_EXERCISE DETAILS_
Every record below, from first to last: print it exactly as shown.

_SOURCE RECORDS_
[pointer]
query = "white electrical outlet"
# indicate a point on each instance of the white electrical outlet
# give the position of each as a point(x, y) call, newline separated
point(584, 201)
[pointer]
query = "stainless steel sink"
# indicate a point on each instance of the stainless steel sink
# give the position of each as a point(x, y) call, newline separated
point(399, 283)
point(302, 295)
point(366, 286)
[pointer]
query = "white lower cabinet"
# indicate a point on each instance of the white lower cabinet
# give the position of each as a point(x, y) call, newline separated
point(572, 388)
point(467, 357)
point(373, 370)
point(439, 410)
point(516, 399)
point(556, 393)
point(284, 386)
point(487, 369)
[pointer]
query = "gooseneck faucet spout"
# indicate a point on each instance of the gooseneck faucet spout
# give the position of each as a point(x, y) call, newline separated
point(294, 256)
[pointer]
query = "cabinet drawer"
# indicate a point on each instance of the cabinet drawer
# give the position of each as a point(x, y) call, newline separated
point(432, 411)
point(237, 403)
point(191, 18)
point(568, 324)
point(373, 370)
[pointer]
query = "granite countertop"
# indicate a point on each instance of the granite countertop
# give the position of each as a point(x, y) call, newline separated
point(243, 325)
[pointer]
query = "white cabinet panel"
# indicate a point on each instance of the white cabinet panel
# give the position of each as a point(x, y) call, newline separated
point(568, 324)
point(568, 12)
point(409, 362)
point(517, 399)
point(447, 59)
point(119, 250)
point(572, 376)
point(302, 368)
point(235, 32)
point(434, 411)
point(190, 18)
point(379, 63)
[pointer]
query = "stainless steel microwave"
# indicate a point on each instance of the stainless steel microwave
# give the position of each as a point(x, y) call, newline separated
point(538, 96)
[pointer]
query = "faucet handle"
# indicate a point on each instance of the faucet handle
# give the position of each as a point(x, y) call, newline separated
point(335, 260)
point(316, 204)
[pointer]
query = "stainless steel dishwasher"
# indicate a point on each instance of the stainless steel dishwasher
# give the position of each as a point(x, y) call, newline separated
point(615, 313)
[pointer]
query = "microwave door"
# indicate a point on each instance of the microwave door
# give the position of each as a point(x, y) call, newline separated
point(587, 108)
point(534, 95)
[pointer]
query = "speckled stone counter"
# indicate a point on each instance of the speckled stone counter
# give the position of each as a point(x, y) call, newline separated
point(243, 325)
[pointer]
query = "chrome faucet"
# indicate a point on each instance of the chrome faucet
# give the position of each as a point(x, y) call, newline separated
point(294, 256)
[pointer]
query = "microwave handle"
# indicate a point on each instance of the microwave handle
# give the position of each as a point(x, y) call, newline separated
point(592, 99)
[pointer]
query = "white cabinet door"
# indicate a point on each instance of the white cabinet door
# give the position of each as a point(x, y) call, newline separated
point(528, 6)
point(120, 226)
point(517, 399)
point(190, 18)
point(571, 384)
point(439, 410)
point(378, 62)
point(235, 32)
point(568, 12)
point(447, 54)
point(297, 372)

_RESPONSE BOX_
[pointer]
query = "white electrical outlet"
# indicate a point on each instance of the white electrical outlet
# give the position of each as a point(x, y) call, newline separated
point(584, 201)
[pointer]
query = "stainless steel sink"
# indicate a point on each instance of the stainless steel sink
# give the position of each as a point(x, y) call, newline separated
point(399, 283)
point(302, 295)
point(366, 286)
[pointer]
query = "white lower cabinet"
# indicate a point on each instance of the white lower cabinet
# give the position of each as a point(x, y) call, newline separated
point(572, 388)
point(467, 357)
point(373, 370)
point(439, 410)
point(516, 399)
point(556, 393)
point(284, 386)
point(487, 369)
[pointer]
query = "gooseneck faucet spout"
# indicate a point on each instance of the gooseneck faucet spout
# give the position of each as a point(x, y) call, newline separated
point(294, 256)
[pointer]
query = "cabinet drawer"
# indicate a point on each instance of the cabinet drawer
# give the position of each as a point(x, y) call, newline separated
point(432, 411)
point(237, 403)
point(191, 18)
point(568, 324)
point(373, 370)
[pointer]
query = "granite countertop"
# indicate a point on each instance of the granite countertop
# give the position of each as a point(x, y) call, newline separated
point(243, 325)
[pointer]
query = "white cabinet panel"
# indicate a point on each instance of the white cabinet panel
# give the position of each as a point(x, y) call, newline separated
point(568, 324)
point(568, 12)
point(409, 362)
point(517, 399)
point(447, 59)
point(119, 250)
point(572, 376)
point(302, 368)
point(235, 32)
point(434, 411)
point(190, 18)
point(379, 63)
[pointer]
query = "stainless steel microwave"
# indicate a point on each instance of the stainless steel microwave
# give the position of each as a point(x, y) call, newline separated
point(538, 96)
[pointer]
query = "faucet handle"
# indicate a point on each instance of the faucet handle
# give the position of each as a point(x, y) call, newline separated
point(335, 260)
point(316, 204)
[pointer]
query = "stainless steel dishwasher"
# indicate a point on each instance of the stainless steel dishwasher
# give the position of each as a point(x, y) call, newline separated
point(615, 313)
[pointer]
query = "microwave door"
# indicate a point on each instance of the microwave door
# give the position of each as a point(x, y) call, newline separated
point(587, 108)
point(534, 95)
[pointer]
query = "speckled stone counter"
# indicate a point on each instance of the speckled stone counter
# give the position of each as a point(x, y) call, newline separated
point(243, 325)
[pointer]
query = "chrome faucet"
# indicate a point on each instance of the chrome faucet
# give the position of each as a point(x, y) call, newline separated
point(294, 256)
[pointer]
query = "microwave handle"
# indicate a point on each instance of the microwave handle
# give the position of each as a point(x, y) call, newline separated
point(592, 99)
[pointer]
query = "white cabinet door"
# indicate a point on each instance of the white cabinet door
# give the position of each as a point(x, y) call, newline separated
point(528, 6)
point(120, 226)
point(517, 399)
point(190, 18)
point(571, 384)
point(439, 410)
point(378, 62)
point(235, 32)
point(568, 12)
point(447, 54)
point(297, 372)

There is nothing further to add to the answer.